* [SHORT EXERCISE]:
From the records below, extract each line that contains the string "building". Treat the match as case-sensitive.

--------

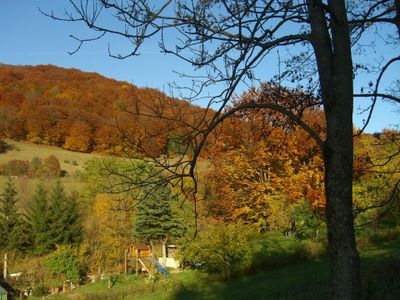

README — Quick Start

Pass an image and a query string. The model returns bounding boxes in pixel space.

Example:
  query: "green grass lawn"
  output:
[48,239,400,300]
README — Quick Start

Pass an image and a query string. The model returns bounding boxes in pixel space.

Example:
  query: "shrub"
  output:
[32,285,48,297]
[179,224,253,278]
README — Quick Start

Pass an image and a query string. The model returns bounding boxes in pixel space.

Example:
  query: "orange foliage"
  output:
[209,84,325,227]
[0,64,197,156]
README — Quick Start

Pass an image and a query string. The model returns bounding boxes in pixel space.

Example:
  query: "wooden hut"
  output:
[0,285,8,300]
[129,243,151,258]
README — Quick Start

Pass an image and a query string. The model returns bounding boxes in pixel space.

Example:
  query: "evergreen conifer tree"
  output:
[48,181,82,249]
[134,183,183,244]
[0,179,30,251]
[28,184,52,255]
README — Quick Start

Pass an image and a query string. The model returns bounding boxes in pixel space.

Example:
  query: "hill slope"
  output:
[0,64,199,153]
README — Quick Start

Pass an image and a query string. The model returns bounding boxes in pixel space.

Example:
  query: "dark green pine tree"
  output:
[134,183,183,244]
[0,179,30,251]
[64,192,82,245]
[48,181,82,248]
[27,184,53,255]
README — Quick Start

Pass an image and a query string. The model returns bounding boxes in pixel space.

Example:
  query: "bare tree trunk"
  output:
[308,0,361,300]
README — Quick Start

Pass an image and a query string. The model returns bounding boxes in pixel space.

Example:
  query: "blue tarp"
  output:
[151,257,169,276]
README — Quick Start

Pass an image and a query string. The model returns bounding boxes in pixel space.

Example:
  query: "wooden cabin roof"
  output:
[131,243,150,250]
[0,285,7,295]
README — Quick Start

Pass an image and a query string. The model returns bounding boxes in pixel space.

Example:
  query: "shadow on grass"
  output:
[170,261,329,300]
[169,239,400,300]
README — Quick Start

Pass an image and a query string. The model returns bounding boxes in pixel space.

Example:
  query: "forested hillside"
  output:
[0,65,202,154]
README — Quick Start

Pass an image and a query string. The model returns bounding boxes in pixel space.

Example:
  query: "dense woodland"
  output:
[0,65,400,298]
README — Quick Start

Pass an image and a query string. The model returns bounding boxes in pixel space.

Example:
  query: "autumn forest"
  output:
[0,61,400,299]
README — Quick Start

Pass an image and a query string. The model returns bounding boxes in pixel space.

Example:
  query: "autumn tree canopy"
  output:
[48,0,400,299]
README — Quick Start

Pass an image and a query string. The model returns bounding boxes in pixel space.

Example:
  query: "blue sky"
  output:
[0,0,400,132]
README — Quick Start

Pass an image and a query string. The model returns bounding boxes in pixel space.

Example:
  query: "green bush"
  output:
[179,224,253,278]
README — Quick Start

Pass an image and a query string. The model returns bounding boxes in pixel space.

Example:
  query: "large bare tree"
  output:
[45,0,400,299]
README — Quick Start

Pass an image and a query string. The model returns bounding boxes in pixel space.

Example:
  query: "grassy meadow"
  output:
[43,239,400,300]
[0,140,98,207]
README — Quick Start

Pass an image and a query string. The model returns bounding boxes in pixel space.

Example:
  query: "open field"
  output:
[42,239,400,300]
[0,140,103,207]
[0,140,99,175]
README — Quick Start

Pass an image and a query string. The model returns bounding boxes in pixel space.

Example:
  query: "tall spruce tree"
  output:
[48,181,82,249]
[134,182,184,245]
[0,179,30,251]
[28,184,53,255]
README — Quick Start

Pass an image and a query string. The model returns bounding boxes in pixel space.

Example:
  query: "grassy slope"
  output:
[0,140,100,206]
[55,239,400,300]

--------

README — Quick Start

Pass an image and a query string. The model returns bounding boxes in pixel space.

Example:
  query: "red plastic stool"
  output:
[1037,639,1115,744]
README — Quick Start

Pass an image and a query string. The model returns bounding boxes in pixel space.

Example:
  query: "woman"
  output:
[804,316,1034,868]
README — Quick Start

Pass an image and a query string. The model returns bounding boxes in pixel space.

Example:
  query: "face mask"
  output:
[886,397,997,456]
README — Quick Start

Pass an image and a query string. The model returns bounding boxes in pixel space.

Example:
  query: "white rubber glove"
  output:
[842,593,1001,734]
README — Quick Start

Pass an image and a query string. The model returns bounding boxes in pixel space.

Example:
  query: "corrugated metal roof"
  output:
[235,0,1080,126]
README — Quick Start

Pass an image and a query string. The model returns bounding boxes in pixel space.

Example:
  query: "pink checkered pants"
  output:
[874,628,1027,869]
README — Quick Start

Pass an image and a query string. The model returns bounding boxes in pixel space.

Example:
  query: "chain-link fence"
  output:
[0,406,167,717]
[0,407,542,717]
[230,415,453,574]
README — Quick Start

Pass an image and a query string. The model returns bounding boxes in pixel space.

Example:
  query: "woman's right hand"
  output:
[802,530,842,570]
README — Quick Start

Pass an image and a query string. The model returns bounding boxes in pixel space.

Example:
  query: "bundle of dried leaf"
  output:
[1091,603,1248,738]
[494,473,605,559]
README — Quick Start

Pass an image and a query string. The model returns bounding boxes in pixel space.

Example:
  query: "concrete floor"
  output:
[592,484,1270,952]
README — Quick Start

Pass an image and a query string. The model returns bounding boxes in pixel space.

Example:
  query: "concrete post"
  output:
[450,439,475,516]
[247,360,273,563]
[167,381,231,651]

--------

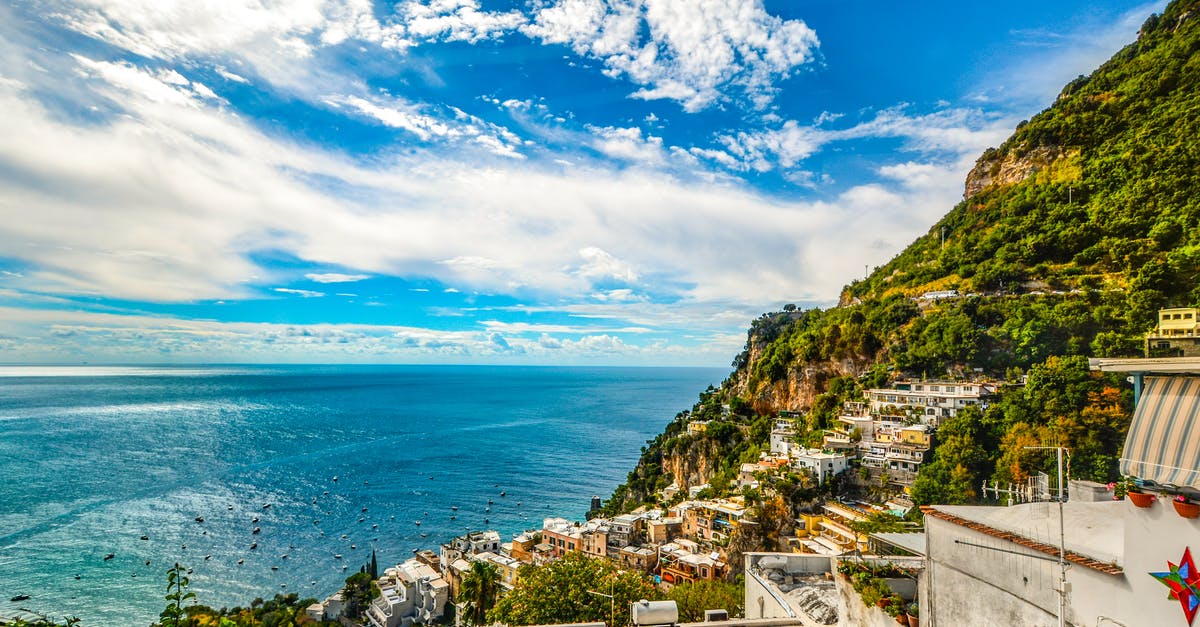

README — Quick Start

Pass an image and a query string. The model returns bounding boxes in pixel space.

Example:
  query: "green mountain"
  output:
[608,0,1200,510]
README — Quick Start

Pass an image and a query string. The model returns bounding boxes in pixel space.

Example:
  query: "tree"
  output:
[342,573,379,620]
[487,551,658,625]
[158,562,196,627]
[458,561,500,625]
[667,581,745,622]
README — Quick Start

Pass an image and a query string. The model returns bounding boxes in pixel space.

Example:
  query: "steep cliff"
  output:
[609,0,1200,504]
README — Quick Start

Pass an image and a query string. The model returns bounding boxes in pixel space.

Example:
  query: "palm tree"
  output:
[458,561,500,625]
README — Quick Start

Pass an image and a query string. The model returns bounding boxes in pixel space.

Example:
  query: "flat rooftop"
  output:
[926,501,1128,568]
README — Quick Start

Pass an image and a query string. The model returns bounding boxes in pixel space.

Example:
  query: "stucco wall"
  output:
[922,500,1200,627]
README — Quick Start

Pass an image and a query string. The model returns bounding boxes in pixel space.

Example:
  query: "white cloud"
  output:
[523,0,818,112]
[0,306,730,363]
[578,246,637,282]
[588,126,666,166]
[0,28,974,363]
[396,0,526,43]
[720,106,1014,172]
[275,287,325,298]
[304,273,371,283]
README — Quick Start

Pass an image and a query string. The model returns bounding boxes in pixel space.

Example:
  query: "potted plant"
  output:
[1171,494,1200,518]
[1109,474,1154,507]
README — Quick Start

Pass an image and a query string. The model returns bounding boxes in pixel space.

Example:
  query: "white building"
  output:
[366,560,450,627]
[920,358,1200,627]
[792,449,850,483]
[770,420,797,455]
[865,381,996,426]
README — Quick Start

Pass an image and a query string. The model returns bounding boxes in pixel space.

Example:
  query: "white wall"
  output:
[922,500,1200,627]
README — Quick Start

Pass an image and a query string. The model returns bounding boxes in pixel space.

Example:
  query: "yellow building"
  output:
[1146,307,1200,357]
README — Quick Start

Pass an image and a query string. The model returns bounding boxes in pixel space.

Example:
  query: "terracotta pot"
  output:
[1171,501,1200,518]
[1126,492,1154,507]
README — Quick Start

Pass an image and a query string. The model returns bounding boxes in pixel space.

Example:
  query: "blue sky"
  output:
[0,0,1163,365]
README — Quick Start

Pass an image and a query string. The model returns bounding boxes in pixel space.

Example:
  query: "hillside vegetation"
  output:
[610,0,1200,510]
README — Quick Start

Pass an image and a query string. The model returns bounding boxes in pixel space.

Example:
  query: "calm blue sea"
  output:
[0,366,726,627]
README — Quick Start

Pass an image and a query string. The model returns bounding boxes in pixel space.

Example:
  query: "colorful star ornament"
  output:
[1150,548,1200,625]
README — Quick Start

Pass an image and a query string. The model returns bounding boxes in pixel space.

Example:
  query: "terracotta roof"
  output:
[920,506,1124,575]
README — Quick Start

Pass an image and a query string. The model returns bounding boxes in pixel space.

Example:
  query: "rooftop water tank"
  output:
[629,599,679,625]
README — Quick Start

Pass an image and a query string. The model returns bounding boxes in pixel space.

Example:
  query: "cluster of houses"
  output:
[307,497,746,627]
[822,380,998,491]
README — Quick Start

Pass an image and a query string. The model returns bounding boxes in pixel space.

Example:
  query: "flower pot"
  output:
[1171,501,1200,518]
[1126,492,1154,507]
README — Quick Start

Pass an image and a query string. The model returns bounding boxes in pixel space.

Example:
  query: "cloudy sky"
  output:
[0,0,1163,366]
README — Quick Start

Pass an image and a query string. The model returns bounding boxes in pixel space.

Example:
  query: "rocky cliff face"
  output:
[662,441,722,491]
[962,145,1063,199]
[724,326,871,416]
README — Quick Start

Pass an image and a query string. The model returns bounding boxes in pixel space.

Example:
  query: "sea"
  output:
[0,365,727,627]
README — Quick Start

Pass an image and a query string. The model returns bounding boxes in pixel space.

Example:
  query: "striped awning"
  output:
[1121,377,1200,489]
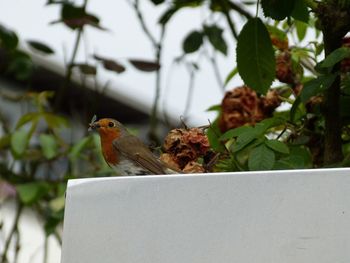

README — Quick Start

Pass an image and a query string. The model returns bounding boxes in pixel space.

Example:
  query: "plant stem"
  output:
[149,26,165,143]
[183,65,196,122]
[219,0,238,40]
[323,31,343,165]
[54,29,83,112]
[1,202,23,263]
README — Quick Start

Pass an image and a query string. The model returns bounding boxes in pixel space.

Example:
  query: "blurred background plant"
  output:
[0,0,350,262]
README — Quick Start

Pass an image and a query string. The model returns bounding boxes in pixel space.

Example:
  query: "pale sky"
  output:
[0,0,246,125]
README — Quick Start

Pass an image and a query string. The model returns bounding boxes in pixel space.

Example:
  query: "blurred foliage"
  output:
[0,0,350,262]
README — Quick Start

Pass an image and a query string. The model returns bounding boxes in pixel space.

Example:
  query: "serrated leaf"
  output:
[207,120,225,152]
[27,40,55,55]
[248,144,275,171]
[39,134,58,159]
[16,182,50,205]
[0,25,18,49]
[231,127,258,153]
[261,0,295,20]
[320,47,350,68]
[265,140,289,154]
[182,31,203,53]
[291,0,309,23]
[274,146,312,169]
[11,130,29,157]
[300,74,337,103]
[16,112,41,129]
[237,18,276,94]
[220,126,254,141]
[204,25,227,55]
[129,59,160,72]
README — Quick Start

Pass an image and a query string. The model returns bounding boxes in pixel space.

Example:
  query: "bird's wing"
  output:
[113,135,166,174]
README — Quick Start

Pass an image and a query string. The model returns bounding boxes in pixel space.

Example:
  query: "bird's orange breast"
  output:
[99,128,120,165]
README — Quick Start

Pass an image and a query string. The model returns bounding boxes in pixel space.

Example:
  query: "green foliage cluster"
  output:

--------

* [RESULT OF THE TASK]:
  query: "white building"
  query: "yellow building"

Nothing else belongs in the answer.